(Données sources)
▽
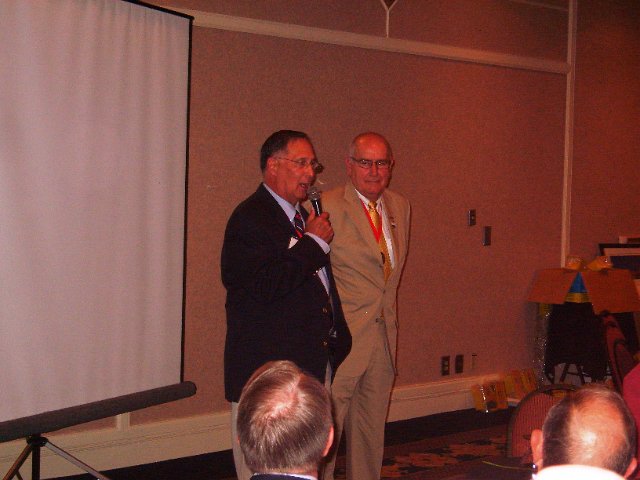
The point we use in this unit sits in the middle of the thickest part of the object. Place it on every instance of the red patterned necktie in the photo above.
(297, 223)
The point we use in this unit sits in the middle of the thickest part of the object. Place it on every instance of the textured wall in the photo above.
(465, 136)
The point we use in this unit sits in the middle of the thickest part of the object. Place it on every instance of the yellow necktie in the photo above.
(382, 243)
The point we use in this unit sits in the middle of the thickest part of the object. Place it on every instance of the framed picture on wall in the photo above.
(623, 255)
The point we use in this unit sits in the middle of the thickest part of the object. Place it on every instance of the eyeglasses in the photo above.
(383, 164)
(303, 163)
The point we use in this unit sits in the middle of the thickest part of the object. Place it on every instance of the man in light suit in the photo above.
(282, 302)
(285, 427)
(371, 227)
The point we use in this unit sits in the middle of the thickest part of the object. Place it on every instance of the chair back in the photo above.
(621, 362)
(529, 415)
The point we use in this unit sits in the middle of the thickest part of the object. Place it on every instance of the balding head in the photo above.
(284, 420)
(591, 426)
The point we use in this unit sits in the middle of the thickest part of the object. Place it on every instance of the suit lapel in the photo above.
(360, 219)
(395, 226)
(277, 213)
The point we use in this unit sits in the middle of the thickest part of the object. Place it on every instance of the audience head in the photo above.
(591, 426)
(284, 420)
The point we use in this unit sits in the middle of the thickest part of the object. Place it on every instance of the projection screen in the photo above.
(93, 149)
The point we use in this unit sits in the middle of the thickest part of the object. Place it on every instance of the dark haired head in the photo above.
(277, 142)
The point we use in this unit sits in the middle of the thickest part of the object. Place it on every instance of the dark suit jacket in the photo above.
(277, 307)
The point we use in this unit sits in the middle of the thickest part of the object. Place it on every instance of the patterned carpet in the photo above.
(445, 457)
(405, 460)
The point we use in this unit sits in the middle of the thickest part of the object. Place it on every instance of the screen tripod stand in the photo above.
(34, 445)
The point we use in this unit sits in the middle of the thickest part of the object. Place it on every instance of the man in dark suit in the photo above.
(285, 427)
(282, 302)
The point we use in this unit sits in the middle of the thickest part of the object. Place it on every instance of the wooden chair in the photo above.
(529, 415)
(621, 362)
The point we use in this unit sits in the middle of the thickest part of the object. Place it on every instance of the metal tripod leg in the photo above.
(34, 444)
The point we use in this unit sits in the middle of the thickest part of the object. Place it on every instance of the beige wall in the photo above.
(473, 96)
(465, 135)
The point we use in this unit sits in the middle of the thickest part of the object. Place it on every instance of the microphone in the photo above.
(314, 197)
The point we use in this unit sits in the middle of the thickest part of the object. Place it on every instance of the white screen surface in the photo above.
(93, 115)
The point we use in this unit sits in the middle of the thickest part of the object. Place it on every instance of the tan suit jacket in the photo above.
(358, 270)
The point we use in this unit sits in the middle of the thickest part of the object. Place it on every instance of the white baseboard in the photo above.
(127, 445)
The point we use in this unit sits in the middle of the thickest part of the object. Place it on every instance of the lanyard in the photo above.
(376, 231)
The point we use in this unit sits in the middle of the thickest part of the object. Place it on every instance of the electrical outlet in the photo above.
(486, 236)
(459, 367)
(445, 365)
(471, 217)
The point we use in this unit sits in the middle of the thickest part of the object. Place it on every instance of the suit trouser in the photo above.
(360, 410)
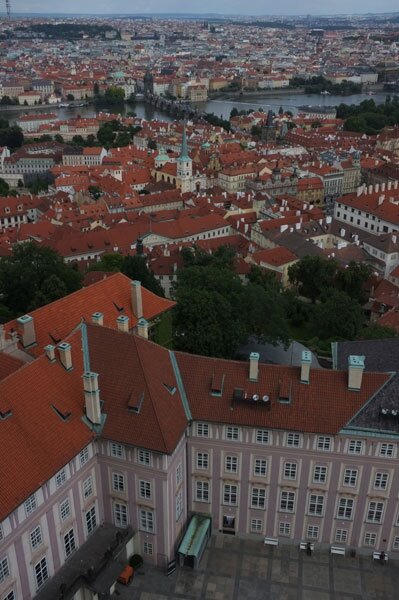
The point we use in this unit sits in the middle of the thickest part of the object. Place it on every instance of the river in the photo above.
(221, 107)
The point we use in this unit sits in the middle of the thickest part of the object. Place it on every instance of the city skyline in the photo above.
(256, 7)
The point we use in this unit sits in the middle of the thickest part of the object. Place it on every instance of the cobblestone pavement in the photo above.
(238, 569)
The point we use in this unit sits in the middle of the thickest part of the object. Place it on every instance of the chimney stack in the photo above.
(92, 397)
(65, 351)
(28, 330)
(137, 299)
(306, 361)
(355, 372)
(253, 366)
(142, 328)
(123, 323)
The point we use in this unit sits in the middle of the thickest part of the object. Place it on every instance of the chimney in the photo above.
(92, 397)
(137, 299)
(123, 323)
(142, 328)
(253, 366)
(50, 352)
(97, 318)
(306, 361)
(65, 351)
(355, 372)
(28, 330)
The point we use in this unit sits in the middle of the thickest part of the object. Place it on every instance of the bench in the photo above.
(270, 541)
(304, 546)
(377, 556)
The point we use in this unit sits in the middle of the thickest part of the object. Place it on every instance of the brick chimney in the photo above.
(137, 299)
(28, 330)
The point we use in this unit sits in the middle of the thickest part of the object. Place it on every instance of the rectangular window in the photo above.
(232, 433)
(91, 519)
(147, 520)
(319, 474)
(375, 511)
(202, 430)
(230, 494)
(41, 572)
(201, 491)
(350, 477)
(65, 509)
(256, 525)
(118, 482)
(202, 460)
(120, 514)
(262, 436)
(69, 543)
(293, 440)
(60, 478)
(231, 464)
(290, 470)
(341, 535)
(316, 505)
(260, 467)
(258, 498)
(345, 508)
(36, 537)
(30, 505)
(287, 501)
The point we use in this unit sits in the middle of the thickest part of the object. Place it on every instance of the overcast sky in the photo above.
(253, 7)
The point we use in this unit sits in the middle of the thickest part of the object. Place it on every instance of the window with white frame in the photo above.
△
• [Consigne]: Présentez l'ensemble du matériel ci-dessus sous forme de liste numérotée, une ligne par entrée, sans les lignes vides. N'incluez pas les images dans la réponse.

• [Réponse]:
1. The point we use in this unit sits in the middle of the thickest part of the object. Place it on every instance of the red patterned necktie in the photo above.
2. (297, 223)
3. The point we use in this unit sits in the middle of the thickest part of the object. Place it on every instance of the textured wall in the photo above.
4. (465, 136)
5. The point we use in this unit sits in the middle of the thickest part of the object. Place it on every instance of the yellow necktie in the photo above.
6. (382, 243)
7. The point we use in this unit sits in the middle of the thickest part of the object. Place it on every instance of the framed picture on wall in the photo above.
8. (623, 255)
9. The point we use in this unit sits in the middle of the thickest part of the object. Place it on every instance of the eyeglasses in the photo above.
10. (383, 164)
11. (303, 163)
12. The point we use in this unit sits in the middle of the thickest part of the object. Place it on every instance of the man in light suit in the photo above.
13. (282, 302)
14. (285, 427)
15. (371, 227)
16. The point we use in this unit sits in the middle of the thickest part of the object. Place it on every instance of the chair back in the photo above.
17. (621, 362)
18. (529, 415)
19. The point we use in this unit sits in the middle of the thickest part of the object. Place it on every instance of the balding head in the photo above.
20. (284, 420)
21. (591, 426)
22. The point we use in this unit sits in the middle of the thickest part of the object. Place it on every instance of the suit lapel in the photo above.
23. (360, 219)
24. (395, 226)
25. (277, 213)
26. The point we use in this unit sits in the middle of the thickest part of the object. Place it on every instance of the audience head in the photo above.
27. (591, 426)
28. (284, 420)
29. The point we use in this unit sits in the middle of the thickest part of the object. Place it on every instance of the projection screen in the photo above.
30. (93, 149)
31. The point we use in this unit sits in the middle of the thickest part of the object. Place it on every instance of the dark haired head in the photo above.
32. (277, 142)
33. The point we use in this unit sits in the middle of the thickest part of the object. Place it on every instance of the dark suit jacket in the photo above.
34. (277, 307)
35. The point we use in this unit sits in the middle of the thickest part of the object. Place it on every instance of the patterned carpet in the photo above.
36. (445, 457)
37. (405, 460)
38. The point we use in this unit sits in the middle of the thickest part of the object. Place it on every instance of the screen tripod stand in the photo above.
39. (34, 445)
40. The point we use in this unit sits in the middle of the thickest part of the object. Place it on every instance of the man in dark suit in the photo above.
41. (285, 427)
42. (282, 302)
43. The point we use in this unit sits in the middle of the thickest part of the object. Place it on every instance of the wooden chair in the photo above.
44. (529, 415)
45. (621, 362)
46. The point we use in this unit sits in the middle of the thickest part of the object. Place it on every instance of the metal tripod leg in the photo above.
47. (34, 444)
48. The point we use in this unit sits in the middle of the thickest part of the object. Place it on every instance of the beige wall in the photo above.
49. (473, 96)
50. (465, 135)
51. The point we use in this unit sits in the middle of the thickest part of the object. Place it on every instance of the microphone in the photo above.
52. (314, 197)
53. The point we use in this unit sits in the middle of the thickest part of the object. Place it on every instance of the white screen surface in the photo above.
54. (93, 115)
55. The point we use in this unit sits in the middle of the thickest part of the object. Place it on every instance of the tan suit jacket in the photo above.
56. (358, 270)
57. The point we use in this unit sits in the middle of the thickest part of the object. Place it on every instance of the white baseboard in the photo above.
58. (127, 445)
59. The point we use in this unit sits in the middle of the thickest part of the object. Place it on every instance of the lanyard in the photo above.
60. (376, 231)
61. The point we use in this unit sits in the middle of the thickest part of the object. Place it on every instance of the electrical outlet in the photo above.
62. (486, 236)
63. (459, 367)
64. (445, 365)
65. (471, 217)
66. The point we use in this unit sits in the middle of the thickest part of the object. Place it on every instance of the suit trouser in the photo above.
67. (360, 410)
68. The point we use in this unit sits in the middle of the thickest part of the object. Place it on every instance of the river in the photo above.
69. (221, 107)
70. The point we use in this unit sits in the middle of the thickest part of the object. Place it on every instance of the city skyline in the photo above.
71. (256, 7)
72. The point we use in this unit sits in the middle of the thickest part of the object. Place it on every instance of the cobblestone pavement in the photo above.
73. (238, 569)
74. The point we use in this unit sits in the middle of the thickest part of the object. Place it on every instance of the chimney stack in the photo above.
75. (92, 397)
76. (65, 351)
77. (28, 330)
78. (137, 299)
79. (306, 361)
80. (355, 372)
81. (253, 366)
82. (142, 328)
83. (123, 323)
84. The point we use in this unit sits in the middle of the thickest part of the object. Place it on every instance of the chimney in the photo above.
85. (92, 397)
86. (137, 299)
87. (123, 323)
88. (142, 328)
89. (253, 366)
90. (50, 352)
91. (97, 318)
92. (306, 361)
93. (65, 351)
94. (355, 372)
95. (28, 330)
96. The point we use in this unit sits in the middle of the thickest part of the object. Place it on every instance of the bench in the photo above.
97. (270, 541)
98. (304, 546)
99. (377, 556)
100. The point we use in this unit sits in the middle of the thickest part of the object. Place it on every instance of the brick chimney in the photo above.
101. (137, 299)
102. (28, 330)
103. The point we use in this unit sits in the middle of the thickest part of the object. Place it on every instance of the rectangular window in the photo above.
104. (232, 433)
105. (91, 519)
106. (147, 520)
107. (319, 474)
108. (375, 511)
109. (202, 430)
110. (230, 494)
111. (41, 572)
112. (201, 491)
113. (350, 477)
114. (65, 509)
115. (256, 525)
116. (118, 482)
117. (202, 460)
118. (120, 514)
119. (262, 436)
120. (69, 543)
121. (293, 440)
122. (60, 478)
123. (231, 464)
124. (290, 470)
125. (341, 535)
126. (316, 505)
127. (260, 467)
128. (258, 498)
129. (345, 508)
130. (36, 537)
131. (30, 505)
132. (287, 501)
133. The point we use in this unit sits in the middle of the thickest part of the object. Place it on every instance of the overcast sky in the photo above.
134. (253, 7)
135. The point we use in this unit sits in the middle of the thickest part of the object. Place it on every instance of the window with white frame in the photo above.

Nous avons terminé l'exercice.